Content starts

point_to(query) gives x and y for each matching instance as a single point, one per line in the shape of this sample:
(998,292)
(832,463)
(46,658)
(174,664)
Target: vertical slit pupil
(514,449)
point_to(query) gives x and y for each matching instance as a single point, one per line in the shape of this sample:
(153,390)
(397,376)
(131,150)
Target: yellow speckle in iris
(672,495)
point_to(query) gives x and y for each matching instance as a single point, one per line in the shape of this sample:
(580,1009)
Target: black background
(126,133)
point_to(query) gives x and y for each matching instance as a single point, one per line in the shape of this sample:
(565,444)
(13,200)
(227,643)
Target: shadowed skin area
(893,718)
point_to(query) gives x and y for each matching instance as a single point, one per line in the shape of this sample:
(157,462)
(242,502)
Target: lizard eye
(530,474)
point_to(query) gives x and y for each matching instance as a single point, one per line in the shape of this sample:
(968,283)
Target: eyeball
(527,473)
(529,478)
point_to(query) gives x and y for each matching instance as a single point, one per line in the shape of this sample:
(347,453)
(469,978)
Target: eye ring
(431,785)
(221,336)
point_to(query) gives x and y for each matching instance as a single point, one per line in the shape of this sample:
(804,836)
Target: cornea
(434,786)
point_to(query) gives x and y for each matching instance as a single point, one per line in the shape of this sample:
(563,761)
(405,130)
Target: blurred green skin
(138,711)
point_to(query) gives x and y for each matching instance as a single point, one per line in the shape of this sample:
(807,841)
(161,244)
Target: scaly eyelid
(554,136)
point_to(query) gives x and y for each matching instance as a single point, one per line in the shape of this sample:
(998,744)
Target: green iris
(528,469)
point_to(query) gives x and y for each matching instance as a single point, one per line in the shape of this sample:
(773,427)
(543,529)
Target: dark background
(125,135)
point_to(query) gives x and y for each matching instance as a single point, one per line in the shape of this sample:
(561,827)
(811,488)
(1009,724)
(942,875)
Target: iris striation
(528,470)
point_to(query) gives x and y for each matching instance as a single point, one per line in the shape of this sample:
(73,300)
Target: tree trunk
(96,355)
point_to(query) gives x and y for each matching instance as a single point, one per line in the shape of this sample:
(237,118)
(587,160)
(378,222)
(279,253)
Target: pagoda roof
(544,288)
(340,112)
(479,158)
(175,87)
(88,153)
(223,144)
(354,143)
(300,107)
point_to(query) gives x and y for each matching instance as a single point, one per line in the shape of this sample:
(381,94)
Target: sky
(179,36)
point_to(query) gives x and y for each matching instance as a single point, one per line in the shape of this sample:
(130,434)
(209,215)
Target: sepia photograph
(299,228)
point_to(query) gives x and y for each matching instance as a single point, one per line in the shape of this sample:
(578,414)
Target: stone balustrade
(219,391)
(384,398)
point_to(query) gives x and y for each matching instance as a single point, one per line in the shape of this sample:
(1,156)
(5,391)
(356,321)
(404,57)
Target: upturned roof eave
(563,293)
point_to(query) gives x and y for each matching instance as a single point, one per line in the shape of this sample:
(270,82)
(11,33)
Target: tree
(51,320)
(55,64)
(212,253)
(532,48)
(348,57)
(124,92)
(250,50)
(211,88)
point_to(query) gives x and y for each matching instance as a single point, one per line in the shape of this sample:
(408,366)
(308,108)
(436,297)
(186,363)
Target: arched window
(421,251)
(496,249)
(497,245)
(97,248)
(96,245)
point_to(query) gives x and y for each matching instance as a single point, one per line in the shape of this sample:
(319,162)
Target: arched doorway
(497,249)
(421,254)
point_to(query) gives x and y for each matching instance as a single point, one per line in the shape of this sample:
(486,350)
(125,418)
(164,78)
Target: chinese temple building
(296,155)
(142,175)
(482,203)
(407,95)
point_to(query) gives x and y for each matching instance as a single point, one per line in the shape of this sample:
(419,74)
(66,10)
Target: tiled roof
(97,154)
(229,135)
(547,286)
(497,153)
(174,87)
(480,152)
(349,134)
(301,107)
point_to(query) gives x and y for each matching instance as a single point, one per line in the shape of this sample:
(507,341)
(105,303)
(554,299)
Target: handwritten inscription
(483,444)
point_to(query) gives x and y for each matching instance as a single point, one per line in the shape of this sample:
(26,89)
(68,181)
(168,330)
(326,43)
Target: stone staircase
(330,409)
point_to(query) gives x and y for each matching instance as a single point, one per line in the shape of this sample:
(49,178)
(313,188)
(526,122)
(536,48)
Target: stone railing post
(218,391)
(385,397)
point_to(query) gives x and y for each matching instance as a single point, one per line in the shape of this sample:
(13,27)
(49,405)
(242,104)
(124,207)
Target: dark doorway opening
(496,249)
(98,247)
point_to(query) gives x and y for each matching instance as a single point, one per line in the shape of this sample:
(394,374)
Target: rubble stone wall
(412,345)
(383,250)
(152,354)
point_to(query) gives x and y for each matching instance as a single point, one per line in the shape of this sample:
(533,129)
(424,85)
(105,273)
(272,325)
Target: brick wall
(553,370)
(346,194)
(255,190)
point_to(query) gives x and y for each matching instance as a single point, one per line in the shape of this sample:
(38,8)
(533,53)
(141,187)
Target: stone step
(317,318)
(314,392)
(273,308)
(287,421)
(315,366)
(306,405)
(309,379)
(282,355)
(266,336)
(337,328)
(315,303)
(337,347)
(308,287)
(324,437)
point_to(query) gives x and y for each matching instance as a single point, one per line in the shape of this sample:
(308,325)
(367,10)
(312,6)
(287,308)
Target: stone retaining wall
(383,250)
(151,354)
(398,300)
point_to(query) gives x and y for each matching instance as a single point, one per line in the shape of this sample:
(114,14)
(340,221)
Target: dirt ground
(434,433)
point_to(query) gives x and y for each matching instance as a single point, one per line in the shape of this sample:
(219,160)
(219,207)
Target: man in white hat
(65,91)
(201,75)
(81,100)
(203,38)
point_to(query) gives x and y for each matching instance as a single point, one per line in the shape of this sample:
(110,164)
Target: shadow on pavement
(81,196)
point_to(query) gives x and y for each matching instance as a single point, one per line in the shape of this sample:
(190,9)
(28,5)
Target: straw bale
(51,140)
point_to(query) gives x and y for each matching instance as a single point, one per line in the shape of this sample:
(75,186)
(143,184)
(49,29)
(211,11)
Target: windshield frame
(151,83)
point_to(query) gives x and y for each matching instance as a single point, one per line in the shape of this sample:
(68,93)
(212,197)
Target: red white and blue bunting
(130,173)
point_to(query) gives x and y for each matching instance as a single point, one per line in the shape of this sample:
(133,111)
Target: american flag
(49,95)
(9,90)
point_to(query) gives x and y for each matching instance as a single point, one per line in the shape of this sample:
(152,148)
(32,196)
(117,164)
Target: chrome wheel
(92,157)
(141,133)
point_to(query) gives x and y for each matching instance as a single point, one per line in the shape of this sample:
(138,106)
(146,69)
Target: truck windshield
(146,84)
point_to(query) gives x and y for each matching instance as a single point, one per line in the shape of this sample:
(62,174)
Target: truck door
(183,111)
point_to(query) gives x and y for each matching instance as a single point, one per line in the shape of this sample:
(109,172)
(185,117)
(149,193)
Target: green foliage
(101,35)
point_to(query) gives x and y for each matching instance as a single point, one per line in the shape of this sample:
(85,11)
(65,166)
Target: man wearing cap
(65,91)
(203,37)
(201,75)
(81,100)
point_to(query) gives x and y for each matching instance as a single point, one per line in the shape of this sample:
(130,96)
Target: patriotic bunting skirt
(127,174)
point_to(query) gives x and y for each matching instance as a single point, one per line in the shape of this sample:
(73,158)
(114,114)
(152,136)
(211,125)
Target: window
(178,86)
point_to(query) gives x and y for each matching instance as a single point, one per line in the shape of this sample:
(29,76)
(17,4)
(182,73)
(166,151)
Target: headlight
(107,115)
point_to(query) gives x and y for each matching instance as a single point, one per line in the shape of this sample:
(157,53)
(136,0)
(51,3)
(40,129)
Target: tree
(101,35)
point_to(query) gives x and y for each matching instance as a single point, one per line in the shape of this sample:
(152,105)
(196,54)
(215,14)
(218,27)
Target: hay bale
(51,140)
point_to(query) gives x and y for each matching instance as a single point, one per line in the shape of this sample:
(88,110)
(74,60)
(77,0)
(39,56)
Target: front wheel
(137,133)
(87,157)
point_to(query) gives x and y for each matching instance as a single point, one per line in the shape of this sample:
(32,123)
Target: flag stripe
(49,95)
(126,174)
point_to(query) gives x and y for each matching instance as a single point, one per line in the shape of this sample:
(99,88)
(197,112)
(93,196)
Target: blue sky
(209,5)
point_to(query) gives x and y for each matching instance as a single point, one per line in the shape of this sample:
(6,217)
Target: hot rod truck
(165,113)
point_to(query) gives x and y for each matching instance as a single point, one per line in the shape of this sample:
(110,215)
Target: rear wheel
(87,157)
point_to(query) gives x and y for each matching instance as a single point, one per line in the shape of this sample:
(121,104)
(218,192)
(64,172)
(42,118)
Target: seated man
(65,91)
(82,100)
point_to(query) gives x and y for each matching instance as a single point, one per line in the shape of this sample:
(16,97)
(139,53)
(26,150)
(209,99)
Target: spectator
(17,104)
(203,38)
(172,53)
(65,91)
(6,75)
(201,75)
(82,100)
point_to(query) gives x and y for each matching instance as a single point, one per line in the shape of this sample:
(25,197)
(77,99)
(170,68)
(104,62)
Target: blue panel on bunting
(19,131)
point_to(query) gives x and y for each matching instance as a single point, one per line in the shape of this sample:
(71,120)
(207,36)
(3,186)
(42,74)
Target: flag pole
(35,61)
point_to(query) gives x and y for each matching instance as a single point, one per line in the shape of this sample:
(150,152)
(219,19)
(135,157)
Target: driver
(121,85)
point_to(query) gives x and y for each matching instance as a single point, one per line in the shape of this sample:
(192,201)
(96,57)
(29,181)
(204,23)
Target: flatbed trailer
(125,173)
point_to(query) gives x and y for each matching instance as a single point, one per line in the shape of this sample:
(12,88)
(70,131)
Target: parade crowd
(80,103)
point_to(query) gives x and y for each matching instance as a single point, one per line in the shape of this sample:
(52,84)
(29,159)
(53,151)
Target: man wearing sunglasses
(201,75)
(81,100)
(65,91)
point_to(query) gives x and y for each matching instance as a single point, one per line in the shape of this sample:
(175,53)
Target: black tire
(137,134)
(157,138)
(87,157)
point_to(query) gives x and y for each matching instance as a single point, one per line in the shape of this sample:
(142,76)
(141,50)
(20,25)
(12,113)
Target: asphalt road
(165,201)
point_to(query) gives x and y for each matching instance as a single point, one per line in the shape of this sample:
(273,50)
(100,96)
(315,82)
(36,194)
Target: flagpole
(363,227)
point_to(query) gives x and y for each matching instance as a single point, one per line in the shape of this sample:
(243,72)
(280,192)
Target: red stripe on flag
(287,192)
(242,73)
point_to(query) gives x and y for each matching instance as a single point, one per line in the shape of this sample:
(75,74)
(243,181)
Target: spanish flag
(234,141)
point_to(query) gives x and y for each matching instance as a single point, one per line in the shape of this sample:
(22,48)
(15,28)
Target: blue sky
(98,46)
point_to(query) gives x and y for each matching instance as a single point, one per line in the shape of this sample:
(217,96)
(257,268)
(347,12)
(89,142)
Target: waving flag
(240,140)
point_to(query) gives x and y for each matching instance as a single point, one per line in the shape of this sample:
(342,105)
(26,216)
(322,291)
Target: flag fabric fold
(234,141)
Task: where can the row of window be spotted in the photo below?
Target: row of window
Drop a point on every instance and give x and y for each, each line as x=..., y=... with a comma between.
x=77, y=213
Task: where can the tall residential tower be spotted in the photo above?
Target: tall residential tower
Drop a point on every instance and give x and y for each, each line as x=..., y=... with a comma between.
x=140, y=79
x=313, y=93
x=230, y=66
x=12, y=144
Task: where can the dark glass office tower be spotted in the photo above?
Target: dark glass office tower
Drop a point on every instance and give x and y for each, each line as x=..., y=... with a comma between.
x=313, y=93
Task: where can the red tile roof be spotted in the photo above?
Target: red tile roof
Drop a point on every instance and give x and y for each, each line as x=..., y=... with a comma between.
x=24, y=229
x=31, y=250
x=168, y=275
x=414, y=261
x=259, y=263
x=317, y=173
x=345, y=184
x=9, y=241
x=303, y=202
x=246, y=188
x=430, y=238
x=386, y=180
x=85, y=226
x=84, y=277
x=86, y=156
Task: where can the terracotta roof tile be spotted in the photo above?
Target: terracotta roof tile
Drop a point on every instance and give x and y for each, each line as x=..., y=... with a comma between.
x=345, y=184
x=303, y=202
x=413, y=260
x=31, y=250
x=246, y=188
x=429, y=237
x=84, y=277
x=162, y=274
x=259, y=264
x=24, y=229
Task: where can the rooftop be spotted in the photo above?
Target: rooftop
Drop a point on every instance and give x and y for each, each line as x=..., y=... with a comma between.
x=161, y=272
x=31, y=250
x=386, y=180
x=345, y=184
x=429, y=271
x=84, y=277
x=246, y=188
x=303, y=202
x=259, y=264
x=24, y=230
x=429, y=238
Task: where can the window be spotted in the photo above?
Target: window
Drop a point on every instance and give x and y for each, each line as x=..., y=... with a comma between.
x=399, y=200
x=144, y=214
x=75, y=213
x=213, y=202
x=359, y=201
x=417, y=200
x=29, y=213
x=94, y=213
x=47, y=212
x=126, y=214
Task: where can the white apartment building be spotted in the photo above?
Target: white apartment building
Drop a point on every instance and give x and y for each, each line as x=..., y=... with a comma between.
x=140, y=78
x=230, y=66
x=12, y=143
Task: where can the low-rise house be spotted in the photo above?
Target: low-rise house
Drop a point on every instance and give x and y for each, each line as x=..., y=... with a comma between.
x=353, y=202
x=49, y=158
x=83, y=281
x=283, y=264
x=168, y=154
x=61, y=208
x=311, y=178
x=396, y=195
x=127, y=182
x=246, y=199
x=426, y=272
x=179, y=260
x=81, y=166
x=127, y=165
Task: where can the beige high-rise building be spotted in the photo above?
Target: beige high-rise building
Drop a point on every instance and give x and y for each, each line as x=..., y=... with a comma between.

Content ends

Filter the listing so that only lines holding the word "high" remain, and copy those lines.

Task: where can the beige high-rise building be spotted in the photo above?
Target: beige high-rise building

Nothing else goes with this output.